— start of TEXT PASSAGE —

Bolat Kabdylkhamituly Nurgaliyev (, Bolat Qabdylhamitūly Nūrğaliev; born July 25, 1951) is a Kazakh diplomat and the current Special Representative of the OSCE Chairperson-in-Office for protracted conflicts.

Nurgaliyev studied foreign languages at the Tselinograd State Pedagogical Institute. He joined the Soviet Foreign Ministry, and served from 1980 to 1992 throughout South Asia. He then was the director of the Department of International Security and Arms Control Department of the Kazakh Foreign Ministry for four years, until he was appointed Ambassador to the United States in 1996. In 2001, he became Kazakhstan's ambassador to South Korea, and in 2003 the ambassador to Japan. He served as Secretary-General of the Shanghai Cooperation Organisation from January 1, 2007 to December 31, 2009. Shortly after taking office, Nurgaliyev commented that "The most important task for the SCO now is to further crackdown on terrorism, separatism and extremism". He was appointed as the Special Representative of the OSCE Chairperson-in-Office for protracted conflicts for the 2010 Kazakhstani Chairmanship of the OSCE.

— end of TEXT PASSAGE —

THINGS TO DO:
1/ Using the Nurgaliyev passage, decide whether each statement agrees with it, and answer yes or no with the deciding words quoted: (a) Nurgaliyev studied foreign languages at the Tselinograd State Pedagogical Institute. (b) He became ambassador to Japan before becoming ambassador to South Korea. (c) He was Secretary-General of the Shanghai Cooperation Organisation until the end of 2010.
2/ Name every country the Nurgaliyev passage says he was ambassador to.
3/ Translate this sentence from the Nurgaliyev passage into Spanish: "He served as Secretary-General of the Shanghai Cooperation Organisation from January 1, 2007 to December 31, 2009."
The data after this point comes from a different source than the Nurgaliyev passage.

— start of DATA SHOWN —

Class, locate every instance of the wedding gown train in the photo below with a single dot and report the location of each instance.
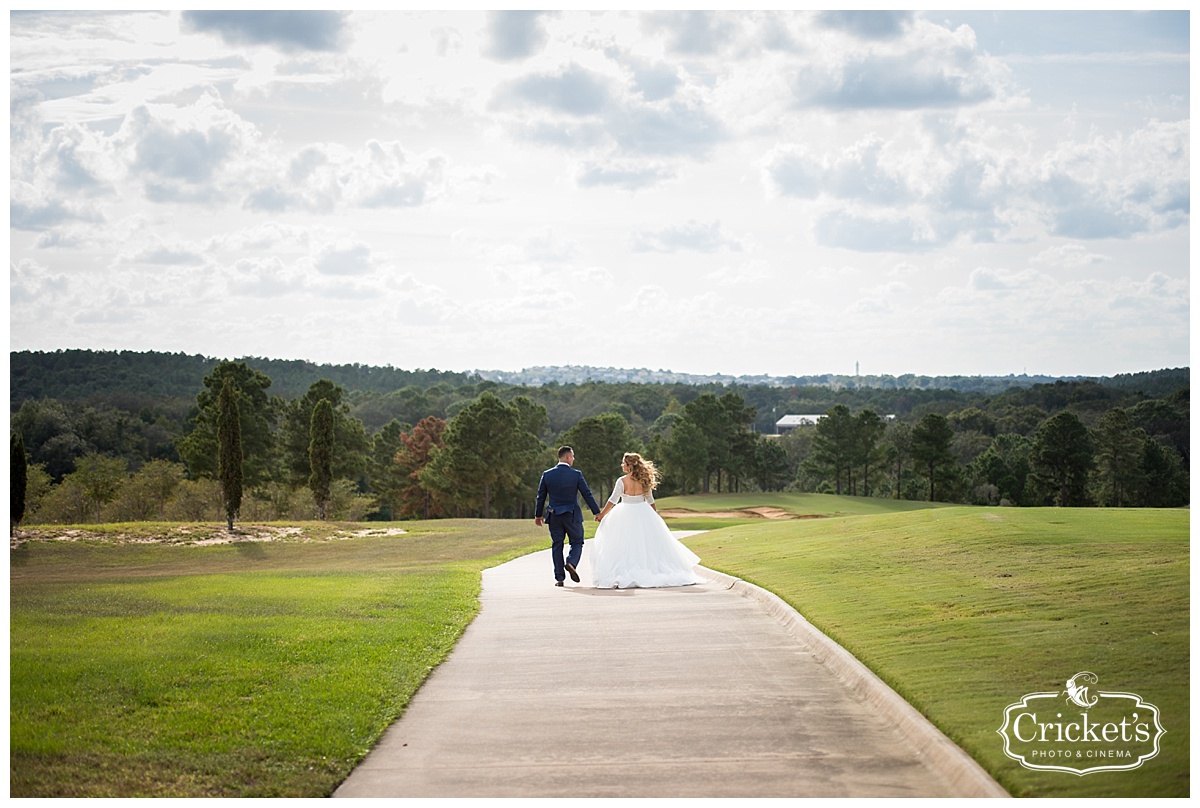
(634, 548)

— end of DATA SHOWN —

RESPONSES TO THE EXERCISE:
1/
(a) Yes: "Nurgaliyev studied foreign languages at the Tselinograd State Pedagogical Institute."
(b) No: "In 2001, he became Kazakhstan's ambassador to South Korea, and in 2003 the ambassador to Japan."
(c) No: "from January 1, 2007 to December 31, 2009"

2/ United States, South Korea, Japan

3/ Ocupó el cargo de secretario general de la Organización de Cooperación de Shanghái desde el 1 de enero de 2007 hasta el 31 de diciembre de 2009.